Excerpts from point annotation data
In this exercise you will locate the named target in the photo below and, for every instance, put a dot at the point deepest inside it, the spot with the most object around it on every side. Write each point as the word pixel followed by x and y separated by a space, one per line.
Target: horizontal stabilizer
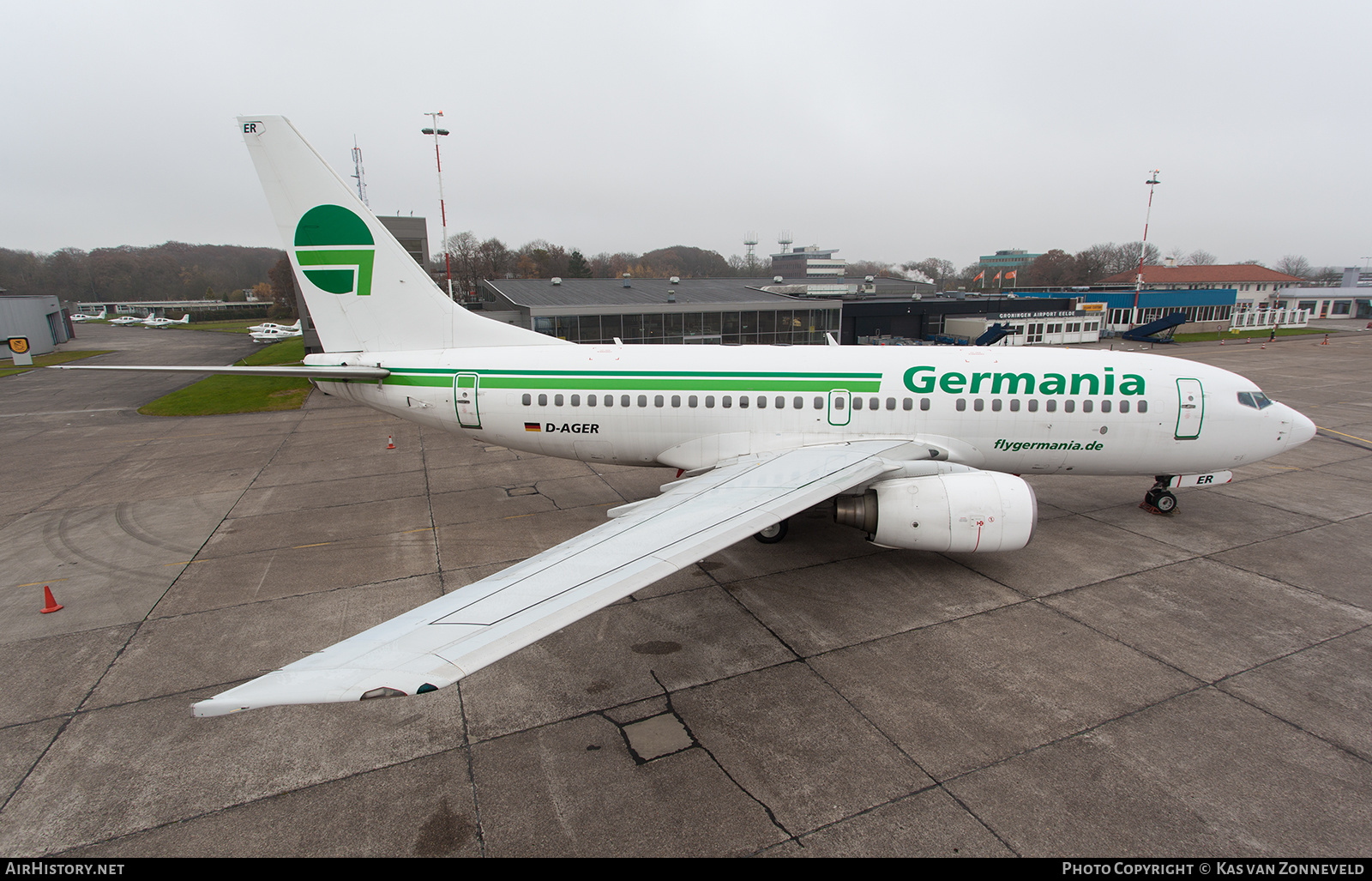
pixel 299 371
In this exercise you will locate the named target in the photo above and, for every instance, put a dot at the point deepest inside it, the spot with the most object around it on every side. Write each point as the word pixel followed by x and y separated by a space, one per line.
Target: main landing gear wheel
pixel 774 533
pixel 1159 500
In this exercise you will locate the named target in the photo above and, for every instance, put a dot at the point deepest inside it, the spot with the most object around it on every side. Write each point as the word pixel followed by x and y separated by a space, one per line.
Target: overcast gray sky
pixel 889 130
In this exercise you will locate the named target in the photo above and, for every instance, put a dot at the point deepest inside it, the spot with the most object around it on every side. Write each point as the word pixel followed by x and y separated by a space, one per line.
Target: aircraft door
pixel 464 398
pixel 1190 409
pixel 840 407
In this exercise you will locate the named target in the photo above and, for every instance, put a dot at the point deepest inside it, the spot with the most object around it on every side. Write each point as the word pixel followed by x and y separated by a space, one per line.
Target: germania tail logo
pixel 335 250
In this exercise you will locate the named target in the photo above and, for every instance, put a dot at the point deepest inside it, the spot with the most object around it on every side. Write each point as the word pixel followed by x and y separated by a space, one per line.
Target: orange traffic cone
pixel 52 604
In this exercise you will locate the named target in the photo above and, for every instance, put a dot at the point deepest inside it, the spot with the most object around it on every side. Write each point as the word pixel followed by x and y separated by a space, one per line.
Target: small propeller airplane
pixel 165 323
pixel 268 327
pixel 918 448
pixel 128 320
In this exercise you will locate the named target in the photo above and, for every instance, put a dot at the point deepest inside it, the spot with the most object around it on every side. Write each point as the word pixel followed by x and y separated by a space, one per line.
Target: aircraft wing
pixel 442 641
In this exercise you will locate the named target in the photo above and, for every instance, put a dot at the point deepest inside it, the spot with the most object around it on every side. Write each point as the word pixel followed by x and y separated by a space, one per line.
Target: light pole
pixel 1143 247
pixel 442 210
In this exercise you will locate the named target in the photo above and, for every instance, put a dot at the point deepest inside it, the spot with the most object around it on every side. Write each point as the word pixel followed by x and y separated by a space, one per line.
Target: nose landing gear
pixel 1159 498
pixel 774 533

## STATED TASK
Can you render everything from the start of the rows down to the line containing "pixel 889 130", that line included, as a Markdown table with the columns No. and Text? Skip blank lines and leave the pictures out.

## FULL OUTPUT
| No. | Text |
|---|---|
| 1 | In this exercise you will locate the named target in the photo below and, for every instance, put a dot at the point deepest inside it, the spot with the most object around it on every side. Write each point as the word pixel followed by x and y separated by a space, one per line. |
| 2 | Target: horizontal stabilizer |
| 3 | pixel 299 371 |
| 4 | In this exercise you will locate the named target in the photo above and, for every instance, put a dot at the point deepest inside it, the spot with the most object around it on every side. Write each point as the word pixel followed by x and y separated by a space, one per line. |
| 5 | Target: main landing gear wheel |
| 6 | pixel 774 533 |
| 7 | pixel 1159 500 |
| 8 | In this exercise you will locate the named target in the photo above and, for every instance, put a dot at the point deepest inside it, the spot with the most object around it on every side. Write each point as the word pixel followed by x and y separated by a space, one per line. |
| 9 | Target: overcast gray sky |
| 10 | pixel 889 130 |